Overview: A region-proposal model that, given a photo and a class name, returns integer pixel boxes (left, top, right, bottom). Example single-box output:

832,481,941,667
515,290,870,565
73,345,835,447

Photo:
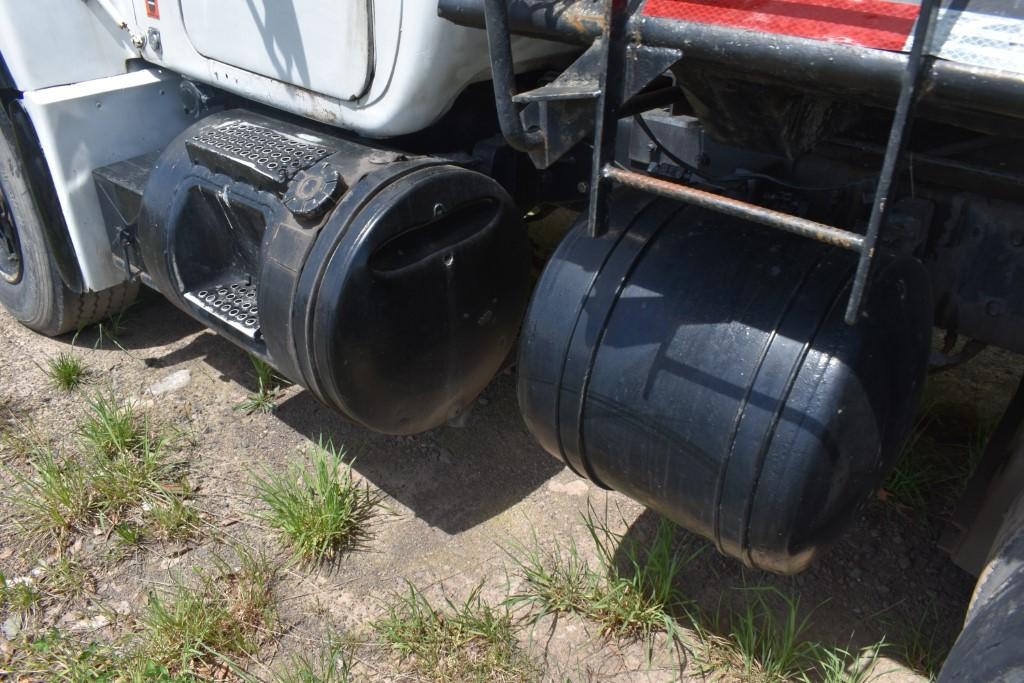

****************

WORK INSTRUCTIONS: Write the material out again exactly. Do not include the pictures.

REPLY:
Overview: A region-proposal model that, given a photo and a class name, returns integer pixel boxes (left, top, right, bottom). Example single-box output:

832,481,941,667
515,290,870,565
73,345,835,447

Photo:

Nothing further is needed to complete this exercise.